TASK DETAILS — In this exercise, reproduce all the entries that follow exactly.

TASK INPUT —
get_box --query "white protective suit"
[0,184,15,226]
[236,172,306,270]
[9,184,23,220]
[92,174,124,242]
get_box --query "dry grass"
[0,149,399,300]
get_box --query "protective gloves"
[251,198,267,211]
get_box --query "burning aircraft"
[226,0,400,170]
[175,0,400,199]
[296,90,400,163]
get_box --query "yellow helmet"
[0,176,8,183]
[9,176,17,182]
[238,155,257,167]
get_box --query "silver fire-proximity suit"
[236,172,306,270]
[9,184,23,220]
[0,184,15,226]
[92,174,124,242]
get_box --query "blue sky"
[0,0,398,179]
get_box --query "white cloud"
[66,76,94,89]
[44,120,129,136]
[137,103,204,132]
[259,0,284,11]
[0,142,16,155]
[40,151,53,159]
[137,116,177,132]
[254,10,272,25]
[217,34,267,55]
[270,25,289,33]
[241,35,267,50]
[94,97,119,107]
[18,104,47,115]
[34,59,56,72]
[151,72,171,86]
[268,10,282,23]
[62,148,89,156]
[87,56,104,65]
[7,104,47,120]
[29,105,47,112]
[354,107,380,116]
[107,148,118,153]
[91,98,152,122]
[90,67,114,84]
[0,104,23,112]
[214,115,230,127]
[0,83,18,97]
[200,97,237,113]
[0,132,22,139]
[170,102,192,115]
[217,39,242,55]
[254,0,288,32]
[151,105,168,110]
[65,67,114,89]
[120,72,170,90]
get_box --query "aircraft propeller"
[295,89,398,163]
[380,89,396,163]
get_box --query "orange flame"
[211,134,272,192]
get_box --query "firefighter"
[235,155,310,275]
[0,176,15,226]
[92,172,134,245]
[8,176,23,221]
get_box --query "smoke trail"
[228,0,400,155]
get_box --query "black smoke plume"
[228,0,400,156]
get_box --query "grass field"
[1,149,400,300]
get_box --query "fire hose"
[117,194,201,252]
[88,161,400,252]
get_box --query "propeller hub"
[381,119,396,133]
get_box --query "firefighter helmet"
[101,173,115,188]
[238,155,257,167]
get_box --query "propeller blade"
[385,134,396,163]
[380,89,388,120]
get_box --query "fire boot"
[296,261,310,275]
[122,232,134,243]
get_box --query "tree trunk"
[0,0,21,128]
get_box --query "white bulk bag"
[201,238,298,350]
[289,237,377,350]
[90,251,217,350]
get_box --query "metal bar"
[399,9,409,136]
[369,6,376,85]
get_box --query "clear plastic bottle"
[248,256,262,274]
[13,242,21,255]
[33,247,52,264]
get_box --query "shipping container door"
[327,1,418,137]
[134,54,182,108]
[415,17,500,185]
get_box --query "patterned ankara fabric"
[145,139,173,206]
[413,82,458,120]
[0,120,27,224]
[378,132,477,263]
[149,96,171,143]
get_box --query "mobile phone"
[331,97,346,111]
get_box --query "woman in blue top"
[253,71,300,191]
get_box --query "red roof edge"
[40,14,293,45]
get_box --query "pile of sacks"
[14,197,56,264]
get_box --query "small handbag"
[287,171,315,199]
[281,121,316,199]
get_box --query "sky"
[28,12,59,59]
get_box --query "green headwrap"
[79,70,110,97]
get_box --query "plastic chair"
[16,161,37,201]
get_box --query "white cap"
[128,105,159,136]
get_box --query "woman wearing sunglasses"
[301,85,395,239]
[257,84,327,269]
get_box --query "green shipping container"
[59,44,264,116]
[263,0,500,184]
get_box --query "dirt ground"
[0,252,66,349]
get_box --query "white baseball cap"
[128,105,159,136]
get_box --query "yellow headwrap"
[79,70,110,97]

REPLY —
get_box --query "white protective suit"
[0,184,15,226]
[236,172,306,270]
[9,184,23,220]
[92,174,124,242]
get_box --query "dry grass"
[0,149,399,300]
get_box --query "protective gloves"
[251,198,267,211]
get_box --query "burning aircraft"
[226,0,400,170]
[175,0,400,199]
[296,90,400,163]
get_box --query "yellow helmet"
[0,176,8,183]
[9,176,17,182]
[238,155,257,167]
get_box --query "silver fire-proximity suit"
[236,172,306,270]
[9,184,23,220]
[0,184,15,226]
[92,174,124,242]
get_box --query "blue sky"
[0,0,398,179]
get_box --query "white cloud"
[66,76,94,89]
[44,120,129,136]
[137,103,204,132]
[259,0,284,11]
[0,142,16,155]
[40,151,53,159]
[137,116,177,132]
[254,10,272,25]
[217,34,267,55]
[270,25,289,33]
[241,35,267,50]
[94,97,119,107]
[18,104,47,115]
[34,59,56,72]
[151,72,171,86]
[268,10,282,23]
[62,148,89,156]
[87,56,104,65]
[7,104,47,120]
[29,105,47,112]
[354,107,380,116]
[107,148,118,153]
[91,98,152,122]
[90,67,114,84]
[0,104,23,112]
[214,115,230,127]
[0,83,18,97]
[200,97,237,113]
[0,132,22,139]
[170,102,192,115]
[217,39,242,55]
[254,0,288,32]
[151,105,168,110]
[65,67,114,89]
[120,72,170,90]
get_box --query "aircraft propeller"
[295,89,398,163]
[380,89,396,163]
get_box --query "orange flame"
[211,134,272,192]
get_box --query "firefighter"
[235,155,310,275]
[0,176,15,226]
[92,172,134,245]
[8,176,23,221]
get_box --query "smoke trail"
[228,0,400,155]
get_box --query "black smoke plume"
[228,0,400,156]
get_box --query "grass field"
[1,149,400,300]
get_box --query "fire hose"
[117,194,201,252]
[88,161,400,252]
get_box --query "propeller hub"
[381,119,396,133]
get_box --query "firefighter helmet"
[101,173,115,188]
[238,155,257,167]
get_box --query "propeller blade"
[385,134,396,163]
[380,89,388,120]
get_box --query "fire boot"
[296,261,310,275]
[122,232,134,243]
get_box --query "tree trunk"
[0,0,21,128]
get_box --query "white bulk bag"
[201,238,298,350]
[289,237,377,350]
[90,251,217,350]
get_box --query "metal bar"
[399,9,409,136]
[369,6,376,85]
get_box --query "clear plastic bottle"
[248,256,262,274]
[13,242,21,255]
[33,247,52,264]
get_box --query "shipping container door"
[327,1,418,137]
[134,54,182,108]
[415,17,500,185]
get_box --query "patterned ankara fabric"
[145,139,173,206]
[413,82,458,120]
[0,120,27,224]
[378,132,477,263]
[149,96,171,143]
get_box --query "mobile phone"
[331,97,346,111]
get_box --query "woman in blue top"
[253,71,300,191]
get_box --query "red roof edge"
[40,14,293,45]
get_box --query "pile of sacks"
[14,197,56,264]
get_box --query "small handbag"
[287,171,315,199]
[281,121,316,199]
get_box --query "sky"
[28,12,59,59]
get_box --query "green headwrap"
[79,70,110,97]
get_box --query "plastic chair"
[16,161,37,201]
get_box --query "white cap"
[128,105,159,136]
get_box --query "woman wearing sunglasses"
[301,85,395,239]
[257,84,327,269]
get_box --query "green shipping container"
[59,44,264,116]
[263,0,500,184]
get_box --query "dirt ground"
[0,252,66,349]
get_box --query "white baseball cap"
[128,105,159,136]
get_box --query "yellow headwrap"
[79,70,110,97]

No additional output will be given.